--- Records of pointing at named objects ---
= = = =
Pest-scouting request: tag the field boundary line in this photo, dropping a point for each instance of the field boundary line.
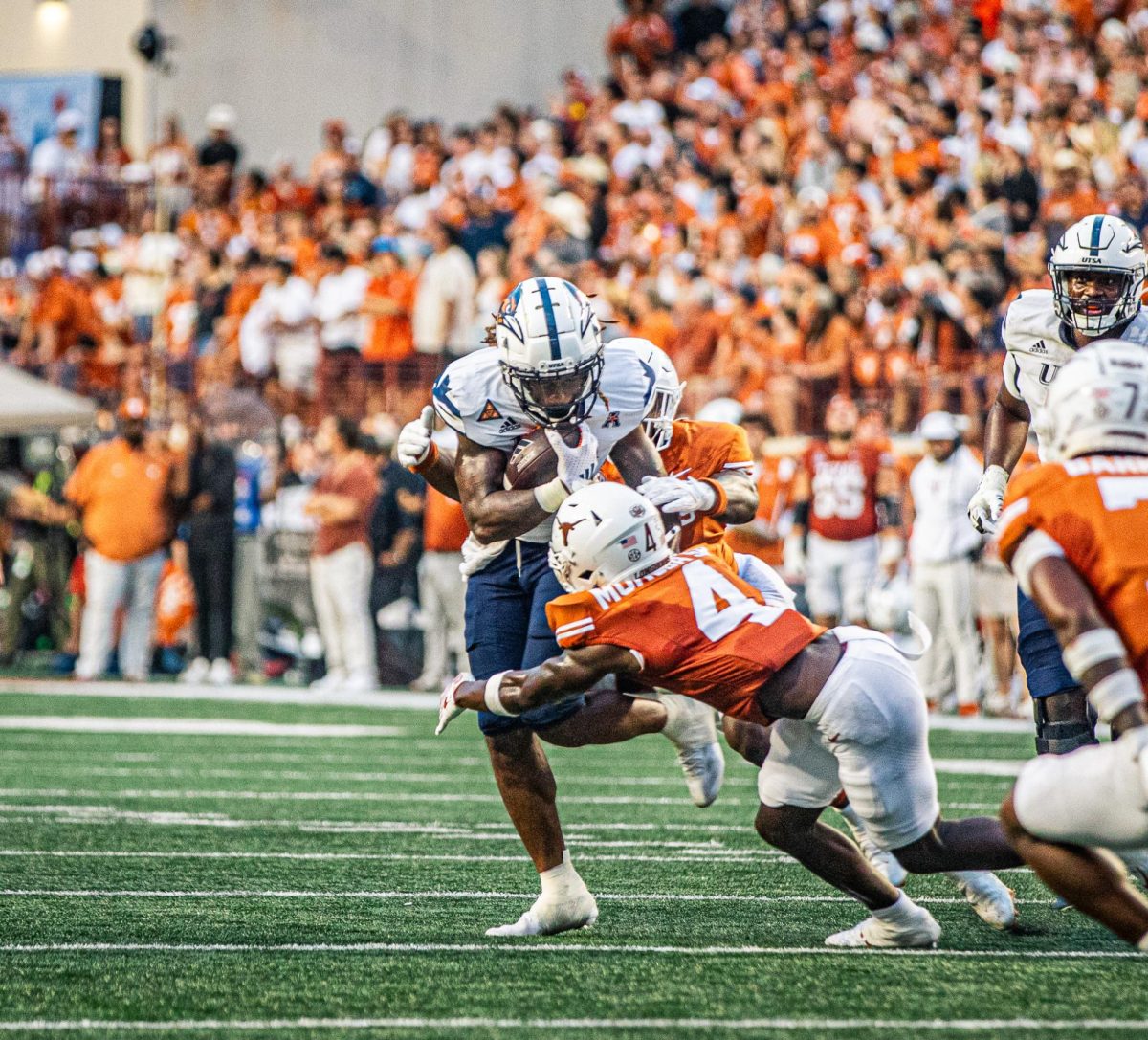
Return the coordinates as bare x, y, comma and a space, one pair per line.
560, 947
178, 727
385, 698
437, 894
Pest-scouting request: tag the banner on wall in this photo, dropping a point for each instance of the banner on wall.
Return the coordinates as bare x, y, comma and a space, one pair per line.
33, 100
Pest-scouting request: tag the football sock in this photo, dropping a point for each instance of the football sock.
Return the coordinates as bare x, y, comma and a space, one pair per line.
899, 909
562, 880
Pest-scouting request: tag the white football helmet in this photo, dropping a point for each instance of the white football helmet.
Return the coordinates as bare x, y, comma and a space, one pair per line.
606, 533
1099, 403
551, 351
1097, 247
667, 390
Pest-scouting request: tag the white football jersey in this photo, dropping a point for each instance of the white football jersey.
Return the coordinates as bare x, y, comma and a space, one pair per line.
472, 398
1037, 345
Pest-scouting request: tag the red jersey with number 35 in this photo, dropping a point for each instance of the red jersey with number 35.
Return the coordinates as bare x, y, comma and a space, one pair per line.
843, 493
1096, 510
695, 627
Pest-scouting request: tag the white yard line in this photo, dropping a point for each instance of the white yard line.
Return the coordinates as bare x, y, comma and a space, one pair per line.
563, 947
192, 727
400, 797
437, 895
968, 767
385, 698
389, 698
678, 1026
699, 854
= = = =
--- Direction ---
Copy all of the records above word for word, leaving out the pictures.

--- Written response ---
Pest-scouting request: tag the field boundary line in this photo, dropping a point for each instance of the field boundary line.
Return the coordinates as bare x, y, comma and a space, one pair per line.
560, 947
178, 727
385, 698
437, 894
Pest-scouting request: tag the banner on wall in this photo, dropping a point for each instance of the banner on wall.
Return the coordinates as bare x, y, comma and a space, one pair per line.
33, 100
Pest-scouting request: tag the football sock in this photo, dropping a point for each instance of the football sock.
Return the coordinates as bare x, y, comma and a space, one pair per line.
899, 909
562, 880
Pest-scouting request: tag the white football helmet in this photo, dropping a point for each instance of the white football helmet.
Return the coordinates as bare x, y, comma and a space, one pair per line.
606, 533
1099, 403
551, 351
1097, 247
667, 390
Pest-scouting request: tag the white football jersey in this photo, dropping a point for each instance of the white football jersey.
Return the coordinates as bare x, y, comma and a space, one pair per line.
472, 398
1037, 345
Pest-scouting request: tag the red jersey with number 35 in this photo, dropping a point for each instance of the red jersey with number 35.
Return the coordinates as bare x, y, comma and a space, one pair per line.
843, 493
1096, 510
695, 627
Pest-scouting request: tag the white yard line in this photo, dropping a point for each instance of the white yard line.
Return the coordinates as bare x, y, comma and a space, one pair per line.
563, 947
192, 727
400, 797
437, 895
968, 767
385, 698
389, 698
678, 1026
699, 854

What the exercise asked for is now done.